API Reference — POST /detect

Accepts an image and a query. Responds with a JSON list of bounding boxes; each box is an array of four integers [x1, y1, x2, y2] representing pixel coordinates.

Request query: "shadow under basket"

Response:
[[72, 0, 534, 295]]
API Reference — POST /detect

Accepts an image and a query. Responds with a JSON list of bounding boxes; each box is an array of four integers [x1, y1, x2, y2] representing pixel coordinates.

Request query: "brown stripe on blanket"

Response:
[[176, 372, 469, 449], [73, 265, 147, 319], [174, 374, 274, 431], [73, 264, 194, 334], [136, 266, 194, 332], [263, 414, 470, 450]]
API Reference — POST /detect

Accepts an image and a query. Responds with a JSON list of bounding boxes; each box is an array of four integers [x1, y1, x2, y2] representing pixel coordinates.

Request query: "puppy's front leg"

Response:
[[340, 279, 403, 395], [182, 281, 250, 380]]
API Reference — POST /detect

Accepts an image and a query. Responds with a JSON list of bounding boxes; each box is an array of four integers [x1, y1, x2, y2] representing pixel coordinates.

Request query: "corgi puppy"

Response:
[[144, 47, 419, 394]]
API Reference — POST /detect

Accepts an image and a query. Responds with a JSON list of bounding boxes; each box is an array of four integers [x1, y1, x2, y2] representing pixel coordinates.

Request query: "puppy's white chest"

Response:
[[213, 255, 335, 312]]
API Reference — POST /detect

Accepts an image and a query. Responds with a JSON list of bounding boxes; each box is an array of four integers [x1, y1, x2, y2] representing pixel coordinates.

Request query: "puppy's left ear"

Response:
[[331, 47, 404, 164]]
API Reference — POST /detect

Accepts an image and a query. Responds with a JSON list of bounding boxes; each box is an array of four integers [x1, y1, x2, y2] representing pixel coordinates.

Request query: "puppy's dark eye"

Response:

____

| EXERCISE DETAILS |
Output the full listing above once again, verbatim.

| RESPONSE BOX |
API Reference — POST /detect

Accepts an image and a query. Responds with a JSON list of bounding boxes; each box is an array of four integers [x1, y1, x2, y2] representing pixel coordinates.

Request query: "shadow under basket"

Response:
[[72, 0, 534, 295]]
API Reference — POST /detect

Accepts an image and a query. Responds with a JSON list of bounding boxes; each box is an array of four integers [x1, y1, x2, y2] representing pixel coordinates.

Request query: "brown stripe on blanket"

Response:
[[176, 372, 469, 449], [73, 265, 147, 319], [174, 374, 274, 431], [73, 264, 194, 334], [136, 266, 194, 332], [263, 414, 470, 450]]
API Reference — POST /detect

Accepts an image and a query. Responds with a JSON list of bounding boxes; each box is an array of four integers [x1, y1, x2, y2] representing pixel coordinates.

Request query: "puppy's front leg"

Response:
[[340, 279, 403, 395], [182, 281, 250, 380]]
API Reference — POST /detect

Accepts an image and a query. Responds with a JSON list of bounding boxes; each box is an array of four integers [x1, y1, x2, y2] representing pixel coordinates.

Request query: "corgi puppy"

Response:
[[144, 47, 419, 394]]
API Reference — POST /detect

Accepts an image and a query. Responds with a JSON list of bounding boxes; each box is an array of four integers [x1, y1, x2, y2] representing pixel coordinates.

Request query: "puppy's white chest"

Response:
[[213, 255, 335, 312]]
API Reference — POST /detect

Accepts an image and a query. Responds with a JSON list of bounding boxes; each box is an array of four integers [x1, y1, x2, y2] representing pixel coordinates.

Request query: "puppy's left ear"

Response:
[[331, 47, 404, 164]]
API Reference — POST /detect

Accepts an image and a query. Responds with a JSON list of bounding boxes; each box is an array of four integers [x1, y1, x2, y2] representing pixel coordinates.

Request query: "puppy's dark eye"

Response:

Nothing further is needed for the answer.